## Text block:

It makes sense, then, to assume these qualities have more to do with moving – it's pretty much the only thing that unites an otherwise diverse group of people. If that's right, then I wonder how much these qualities are the result of such a big life change, or whether people with those qualities are simply more likely to do well after a big life change, and be in the position to tell a stranger about their experience. Taking part has a few costs: a bit of free time, perhaps a risk in talking to someone you don't know about something personal. 
 
So those qualities: 
 
I've noticed that people who've talked to me have all seemed naturally curious, and supportive of people doing new things (including me). Moving countries usually means a loss of social capital, often a loss of income, and you might imagine people would therefore be less likely to take part in something that wouldn't directly benefit them. But the people I've spoken to have typically gone out of their way to contribute to the people and places around them, for no direct personal benefit. 
 
Family has been hugely important to everyone, which is interesting when you consider that for most participants, families typically live a long way away. Some participants have not seen family members since leaving their home country, and do not feel that they will again. 
 
A general attitude to bad luck that people often describe as 'philosophical'. I've been genuinely shocked at some of the off-the-cuff comments about life-altering events, and how well people have coped with them. One participant told me about a relationship ending and moving country for a fresh start. Another told me about being on the wrong end of government corruption. Another crossed the Mediterranean as a child on an overcrowded boat full of strangers. Another moved for a partner they loved. Another can't return home because their city has been bombed. I do not personally know how I would cope with many of those things, and feel respect for anyone who has. 
 
An ambivalence between a warm openness and a nervousness that has always been caused by external pressures. People have been so keen to tell their stories but also anxious about repercussions from authority. Sometimes that authority has been a government in a homeland; sometimes it's someone's boss in the next room, who doesn't want our talk to run over into work time. It's hard to express, but it's a feeling that someone is really going out of their way, in the face of a risk, and that trying to do good things in the cracks between larger authorities is a real part of the migrant experience. 
 
I'll stop there. I don't want to make the people I've talked to seem like one uniform group – they very much aren't. But the above similarities interested me because they really were apparent, and it seemed like something important to share. 

14th August 

Last week I met up with Levin Haegele, production specialist at Space Studios, to discuss the physical shape of my exhibition. Levin is really great at switching between the creative and practical aspects of any project in a way that allows each to inform the other. 
 
The exhibition as currently planned has two main elements: a moving image work, and an archive of sound recordings. I want the sound recordings to be easy to access, so that audience members can move seamlessly between them without having to push buttons, put headphones on or move around too much. I'd imagined hanging speakers, playing at a low volume, so that visitors could wander between them and listen closely whenever something particularly caught their attention. Levin suggested all kinds of practical shapes they could take, back-end hardware that could make it all work, and we discussed the possible creative implications of different options. 
 
One thing I'm particularly thinking about is whether the physical object should tell you something about the person whose voice is being broadcast. On the one hand, there's an argument for all of the audio devices being uniform, so that they don't detract from the voices themselves, which appear different simply because they are. On the other, there's the possibility of telling visitors something about who they'll hear before they approach. Seeing everyday objects with someone else's voice coming from them might provoke empathy, making visitors more likely to listen to what the person is saying. It might also emphasise the uniqueness of each person. I don't yet have a settled view and will be thinking about it a lot, as well as doing a few tests, over the next fortnight.

## Record extracts:
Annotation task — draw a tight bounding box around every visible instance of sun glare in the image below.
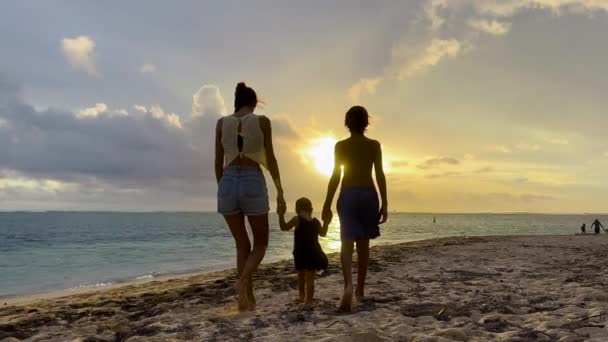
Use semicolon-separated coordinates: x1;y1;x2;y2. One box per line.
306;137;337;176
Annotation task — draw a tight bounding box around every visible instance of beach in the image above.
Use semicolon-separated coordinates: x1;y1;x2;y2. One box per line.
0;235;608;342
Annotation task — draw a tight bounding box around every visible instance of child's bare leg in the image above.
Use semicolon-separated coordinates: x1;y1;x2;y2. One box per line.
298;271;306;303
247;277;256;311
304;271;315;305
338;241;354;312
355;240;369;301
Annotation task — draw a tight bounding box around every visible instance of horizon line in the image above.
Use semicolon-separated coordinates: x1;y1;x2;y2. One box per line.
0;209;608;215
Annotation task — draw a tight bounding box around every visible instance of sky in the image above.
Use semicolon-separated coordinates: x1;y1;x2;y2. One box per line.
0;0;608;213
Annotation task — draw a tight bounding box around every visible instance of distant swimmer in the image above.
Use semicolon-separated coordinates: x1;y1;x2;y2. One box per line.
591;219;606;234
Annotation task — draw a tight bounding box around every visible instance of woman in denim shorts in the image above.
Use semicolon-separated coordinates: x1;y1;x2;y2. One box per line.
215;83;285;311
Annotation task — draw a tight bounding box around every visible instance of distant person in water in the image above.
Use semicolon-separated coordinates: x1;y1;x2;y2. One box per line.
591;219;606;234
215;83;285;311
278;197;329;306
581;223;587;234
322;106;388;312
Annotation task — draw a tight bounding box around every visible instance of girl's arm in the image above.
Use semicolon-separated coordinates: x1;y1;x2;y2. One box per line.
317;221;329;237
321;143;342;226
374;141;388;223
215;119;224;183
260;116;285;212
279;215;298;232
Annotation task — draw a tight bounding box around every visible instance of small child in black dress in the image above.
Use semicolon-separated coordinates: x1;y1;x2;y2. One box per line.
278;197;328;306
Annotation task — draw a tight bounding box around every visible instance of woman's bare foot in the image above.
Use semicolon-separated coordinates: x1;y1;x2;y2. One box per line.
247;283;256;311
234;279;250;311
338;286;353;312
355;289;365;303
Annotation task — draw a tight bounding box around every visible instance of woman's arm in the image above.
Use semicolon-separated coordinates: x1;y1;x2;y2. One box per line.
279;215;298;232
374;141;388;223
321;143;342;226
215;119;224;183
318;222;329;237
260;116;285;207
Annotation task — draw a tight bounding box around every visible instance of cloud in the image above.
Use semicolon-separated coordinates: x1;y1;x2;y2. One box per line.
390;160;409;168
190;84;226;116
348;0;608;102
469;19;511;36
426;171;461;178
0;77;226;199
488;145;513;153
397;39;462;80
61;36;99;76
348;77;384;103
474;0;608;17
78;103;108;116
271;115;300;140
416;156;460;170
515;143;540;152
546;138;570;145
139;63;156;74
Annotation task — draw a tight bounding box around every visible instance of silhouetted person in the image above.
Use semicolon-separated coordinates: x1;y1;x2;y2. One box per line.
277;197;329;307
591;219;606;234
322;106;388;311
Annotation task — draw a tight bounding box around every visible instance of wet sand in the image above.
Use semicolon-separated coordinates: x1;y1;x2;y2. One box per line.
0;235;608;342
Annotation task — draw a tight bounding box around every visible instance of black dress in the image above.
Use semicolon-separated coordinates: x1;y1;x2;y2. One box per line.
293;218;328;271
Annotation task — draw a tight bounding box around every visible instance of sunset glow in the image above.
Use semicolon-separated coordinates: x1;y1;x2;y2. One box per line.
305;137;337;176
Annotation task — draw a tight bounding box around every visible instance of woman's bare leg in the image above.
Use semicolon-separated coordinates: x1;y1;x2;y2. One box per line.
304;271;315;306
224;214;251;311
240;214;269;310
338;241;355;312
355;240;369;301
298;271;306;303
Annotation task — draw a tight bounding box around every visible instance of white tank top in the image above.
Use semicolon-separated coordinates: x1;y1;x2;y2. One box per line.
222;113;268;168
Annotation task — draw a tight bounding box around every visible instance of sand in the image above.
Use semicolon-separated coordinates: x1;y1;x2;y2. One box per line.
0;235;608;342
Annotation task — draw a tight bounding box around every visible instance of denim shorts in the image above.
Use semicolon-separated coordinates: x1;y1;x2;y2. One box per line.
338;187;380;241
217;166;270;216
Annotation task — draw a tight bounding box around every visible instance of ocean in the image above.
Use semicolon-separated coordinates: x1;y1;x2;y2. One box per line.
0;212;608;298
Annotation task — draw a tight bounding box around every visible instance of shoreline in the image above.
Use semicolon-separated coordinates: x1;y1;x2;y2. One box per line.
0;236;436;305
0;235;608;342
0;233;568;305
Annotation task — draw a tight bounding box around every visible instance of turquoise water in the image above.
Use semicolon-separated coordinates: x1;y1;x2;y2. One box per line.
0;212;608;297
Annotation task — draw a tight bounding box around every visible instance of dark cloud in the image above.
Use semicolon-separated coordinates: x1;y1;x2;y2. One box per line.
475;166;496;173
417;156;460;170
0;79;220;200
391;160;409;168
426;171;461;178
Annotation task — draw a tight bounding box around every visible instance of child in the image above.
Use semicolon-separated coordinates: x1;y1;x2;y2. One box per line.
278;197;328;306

## Problems to solve:
• a. Do these statements agree with the exhibition notes? Answer yes or no for each and quote the words that decide it. (i) Levin Haegele is a production specialist at Space Studios. (ii) The writer has decided that all the audio devices should be uniform. (iii) Some participants do not expect to see their family members again.
• b. Could you carry on the exhibition notes from where they stop?

## Expected answers:
• a.
(i) Yes: "Levin Haegele, production specialist at Space Studios"
(ii) No: "I don't yet have a settled view and will be thinking about it a lot"
(iii) Yes: "Some participants have not seen family members since leaving their home country, and do not feel that they will again."

• b.
24th July 

I've been spending a bit of time recently thinking about the different ways migration is shown on screen. I plan for the central part of my exhibition/installation to be an artists' film, probably quite short in length, and based upon the experience of arriving in the UK. As well as talking to people about their personal experiences, it feels important to watch how migration is typically represented on screen, both by artists and film makers who migrated themselves and those who didn't.  
 
A couple of years ago, in the midst of the mediterranean refugee crisis, I programmed a series of films about the experiences of people arriving in London. I went back to look at the programme recently, to think about what might be portrayed differently if somebody was arriving in a smaller city or town. What I'd aimed for in the initial programme was to have a broad mix of accessible feature films, unified by a theme - arriving in London - and where one or two might be known to the potential audience but most would not. More important than that though, was to show various different, sensitive portrayals of migration, where characters were from different cultural backgrounds, united by a similar experience of arrival. In the end I programmed a couple of films that only included London marginally, because I felt that they fitted with this central aim so strongly.  
 
I've pasted the original poster with film details below. They're all wonderful films, accessible to anyone, and generally pretty easy to get hold of if you have the time to look around.  

16th July 

I haven't written for a little while, but have been busily researching migration to better inform the work I'm making. I'm particularly interested in migration patterns that don't get a lot of attention either in contemporary art or in the press.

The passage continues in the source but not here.